>> Begin ENTRIES SHOWN

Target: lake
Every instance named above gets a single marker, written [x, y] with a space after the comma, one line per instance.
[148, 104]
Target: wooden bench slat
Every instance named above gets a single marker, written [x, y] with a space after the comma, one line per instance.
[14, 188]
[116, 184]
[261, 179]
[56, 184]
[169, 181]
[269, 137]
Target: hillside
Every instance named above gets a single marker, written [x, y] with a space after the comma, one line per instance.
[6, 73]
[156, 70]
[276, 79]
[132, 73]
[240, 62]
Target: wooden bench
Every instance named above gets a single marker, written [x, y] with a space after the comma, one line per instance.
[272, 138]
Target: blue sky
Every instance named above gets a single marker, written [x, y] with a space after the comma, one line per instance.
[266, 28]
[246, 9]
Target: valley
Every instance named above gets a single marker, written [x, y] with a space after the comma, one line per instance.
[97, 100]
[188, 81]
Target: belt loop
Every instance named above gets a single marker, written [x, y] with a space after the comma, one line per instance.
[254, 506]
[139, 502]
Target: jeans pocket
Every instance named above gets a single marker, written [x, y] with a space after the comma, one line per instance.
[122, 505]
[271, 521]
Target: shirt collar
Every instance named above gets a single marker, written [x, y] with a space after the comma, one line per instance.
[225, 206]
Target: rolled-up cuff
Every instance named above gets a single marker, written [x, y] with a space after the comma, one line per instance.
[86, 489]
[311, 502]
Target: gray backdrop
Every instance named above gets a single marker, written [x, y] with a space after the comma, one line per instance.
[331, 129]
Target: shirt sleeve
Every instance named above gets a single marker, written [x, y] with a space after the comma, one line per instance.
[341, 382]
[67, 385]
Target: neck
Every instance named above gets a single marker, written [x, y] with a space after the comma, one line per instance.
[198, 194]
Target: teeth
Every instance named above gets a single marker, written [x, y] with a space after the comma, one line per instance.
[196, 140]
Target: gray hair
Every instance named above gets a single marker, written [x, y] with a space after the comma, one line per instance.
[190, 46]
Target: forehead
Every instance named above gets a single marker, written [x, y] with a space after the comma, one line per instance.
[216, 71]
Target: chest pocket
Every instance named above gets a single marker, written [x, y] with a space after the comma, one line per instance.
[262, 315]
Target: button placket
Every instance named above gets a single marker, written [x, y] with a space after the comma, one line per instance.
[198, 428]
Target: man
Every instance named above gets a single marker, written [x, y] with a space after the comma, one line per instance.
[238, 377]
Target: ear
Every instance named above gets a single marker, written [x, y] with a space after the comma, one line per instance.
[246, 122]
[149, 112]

>> End ENTRIES SHOWN

→ **AIM**: Copy out all of the data above line for line, without changing a single character.

→ **SOLUTION TO THIS TASK**:
Target: lake
Every instance named above gets a single marker, written [x, y] with a space after the comma, one line per instance.
[148, 104]
Target: wooden bench slat
Every instance named above gets a single marker, written [x, y] with a space after the comma, one line per instance.
[14, 188]
[116, 184]
[261, 179]
[56, 184]
[169, 181]
[269, 137]
Target: hillside
Every instance named above gets a single marker, written [x, y] with a space after the comma, one line per instance.
[6, 73]
[156, 70]
[276, 79]
[132, 73]
[240, 62]
Target: wooden bench
Every instance named above gets a single marker, written [x, y] with a space after the comma, one line per instance.
[272, 138]
Target: blue sky
Every instance named above gets a single marker, written [x, y] with a space after the comma, one line per instance.
[266, 28]
[246, 9]
Target: valley
Every instance named above gets a single marker, written [x, y] with a space after the comma, one line per instance.
[97, 100]
[188, 81]
Target: belt loop
Every instance named above gets a single marker, written [x, y] with a space after the comma, one line per instance.
[254, 506]
[139, 502]
Target: jeans pocket
Every instance named above gets a single marker, written [x, y] with a space after the comma, one line per instance.
[122, 505]
[271, 521]
Target: shirt collar
Every instance named above gets a single marker, written [x, y] with a space after the comma, one line per instance.
[225, 206]
Target: rolled-up cuff
Every instance named above gets a single marker, written [x, y] with a space after the comma, one line per instance.
[86, 489]
[311, 502]
Target: gray backdrop
Every instance named above gets a single marker, written [x, y] with a space after the comma, one line per instance.
[331, 129]
Target: shirt sleeve
Every instance named above gets a single marker, written [x, y] with a space after the comma, one line per instance.
[341, 382]
[67, 385]
Target: neck
Every instance named above gets a single marker, written [x, y] with a space after the comma, one line per instance.
[198, 194]
Target: teeth
Every instance named above gets a single marker, written [x, y] with a space after the comma, one line per instance.
[196, 140]
Target: gray hair
Every instance named above gets a single marker, written [x, y] with a space after the comma, one line per instance.
[190, 46]
Target: forehead
Every instance named above gets a single marker, written [x, y] with a space after the comma, one line per instance.
[216, 71]
Target: chest pocket
Every instance named above gets a single marker, written [x, y] with a space after the comma, one line per instance.
[262, 315]
Target: button placket
Every instance named above gets a single marker, written [x, y] with a space after the comma, one line per instance.
[198, 428]
Target: man
Every instance named above gets a single marker, written [x, y] with a space after the comma, one line per instance.
[238, 377]
Target: ear
Every instance named above gets a single marker, written [x, y] with a space after the comma, one line per instance.
[246, 122]
[149, 112]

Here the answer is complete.